### Task statement
Update the data between the line holding "target | grass" and the end of the data, inclusive, replacing "rear wheel" with "back wheel" and leaving everything else unchanged. Output only those lines.

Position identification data
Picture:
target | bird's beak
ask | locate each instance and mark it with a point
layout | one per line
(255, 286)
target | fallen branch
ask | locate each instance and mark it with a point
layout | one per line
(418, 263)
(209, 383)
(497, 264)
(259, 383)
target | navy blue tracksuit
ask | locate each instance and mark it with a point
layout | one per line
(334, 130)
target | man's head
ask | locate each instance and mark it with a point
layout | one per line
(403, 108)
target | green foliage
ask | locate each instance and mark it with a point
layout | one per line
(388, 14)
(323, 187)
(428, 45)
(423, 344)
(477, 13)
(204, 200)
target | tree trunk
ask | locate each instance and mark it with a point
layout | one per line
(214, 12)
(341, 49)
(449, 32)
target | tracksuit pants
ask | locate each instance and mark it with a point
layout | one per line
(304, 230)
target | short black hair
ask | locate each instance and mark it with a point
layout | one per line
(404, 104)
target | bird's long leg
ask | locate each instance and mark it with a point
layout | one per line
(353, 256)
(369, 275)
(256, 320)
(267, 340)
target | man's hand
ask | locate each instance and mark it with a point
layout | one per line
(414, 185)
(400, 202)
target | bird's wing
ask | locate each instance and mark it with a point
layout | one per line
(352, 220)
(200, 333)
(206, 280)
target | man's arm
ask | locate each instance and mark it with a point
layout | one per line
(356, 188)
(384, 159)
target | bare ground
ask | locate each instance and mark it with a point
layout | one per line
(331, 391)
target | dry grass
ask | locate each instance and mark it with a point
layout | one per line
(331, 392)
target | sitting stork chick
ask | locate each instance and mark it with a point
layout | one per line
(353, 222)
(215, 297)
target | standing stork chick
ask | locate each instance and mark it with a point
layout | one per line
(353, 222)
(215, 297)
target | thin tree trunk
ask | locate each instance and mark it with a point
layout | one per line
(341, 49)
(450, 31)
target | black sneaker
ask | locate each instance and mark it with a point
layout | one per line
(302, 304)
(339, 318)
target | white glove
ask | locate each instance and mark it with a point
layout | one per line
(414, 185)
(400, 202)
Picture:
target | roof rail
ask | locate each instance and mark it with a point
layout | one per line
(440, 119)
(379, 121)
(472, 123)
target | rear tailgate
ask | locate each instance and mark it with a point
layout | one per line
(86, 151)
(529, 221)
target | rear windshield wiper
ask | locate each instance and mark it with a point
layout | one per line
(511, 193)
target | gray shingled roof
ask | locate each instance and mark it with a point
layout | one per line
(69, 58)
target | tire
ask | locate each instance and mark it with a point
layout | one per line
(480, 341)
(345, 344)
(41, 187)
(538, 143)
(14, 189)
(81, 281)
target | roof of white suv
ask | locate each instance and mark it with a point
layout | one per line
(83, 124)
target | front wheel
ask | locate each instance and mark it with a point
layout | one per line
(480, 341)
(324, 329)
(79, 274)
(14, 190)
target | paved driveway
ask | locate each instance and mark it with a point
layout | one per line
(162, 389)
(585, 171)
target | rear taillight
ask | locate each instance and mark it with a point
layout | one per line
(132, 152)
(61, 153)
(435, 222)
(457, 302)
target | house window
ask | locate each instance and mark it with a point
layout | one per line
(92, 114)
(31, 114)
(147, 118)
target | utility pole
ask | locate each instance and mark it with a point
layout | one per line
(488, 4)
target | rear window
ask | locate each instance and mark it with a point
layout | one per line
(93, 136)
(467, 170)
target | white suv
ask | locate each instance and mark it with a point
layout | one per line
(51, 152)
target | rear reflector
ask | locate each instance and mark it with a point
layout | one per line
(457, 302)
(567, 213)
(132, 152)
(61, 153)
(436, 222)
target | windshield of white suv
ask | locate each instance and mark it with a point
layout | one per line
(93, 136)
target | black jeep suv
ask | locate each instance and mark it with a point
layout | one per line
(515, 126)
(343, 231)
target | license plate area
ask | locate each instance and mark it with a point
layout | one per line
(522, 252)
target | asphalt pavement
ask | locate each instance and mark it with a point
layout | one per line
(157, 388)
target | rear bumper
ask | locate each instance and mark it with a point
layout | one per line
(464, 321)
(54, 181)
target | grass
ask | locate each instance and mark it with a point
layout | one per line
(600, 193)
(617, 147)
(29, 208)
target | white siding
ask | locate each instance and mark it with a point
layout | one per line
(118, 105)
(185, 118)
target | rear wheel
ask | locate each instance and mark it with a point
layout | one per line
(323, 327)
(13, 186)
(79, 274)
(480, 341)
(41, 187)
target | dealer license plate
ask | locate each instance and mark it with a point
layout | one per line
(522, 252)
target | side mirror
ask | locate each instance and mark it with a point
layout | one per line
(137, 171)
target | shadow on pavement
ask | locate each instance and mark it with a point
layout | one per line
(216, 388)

### Response to this exercise
target | grass
ask | locate each instance and mark it with a point
layout | one per line
(600, 193)
(617, 147)
(29, 208)
target | white siding
ask | locate each instance and mark it with a point
layout | one per line
(118, 105)
(185, 118)
target | back wheel
ask | locate each instance and mark it with a point
layout | one per line
(323, 327)
(13, 186)
(79, 274)
(480, 341)
(41, 187)
target | dealer license plate
ask | locate each instance and mark it with a point
layout | one per line
(522, 252)
target | side mirror
ask | locate each instance and mark it with a point
layout | one per line
(137, 171)
target | shadow on pavement
ask | locate each instance and mark it with a point
layout | one per line
(216, 388)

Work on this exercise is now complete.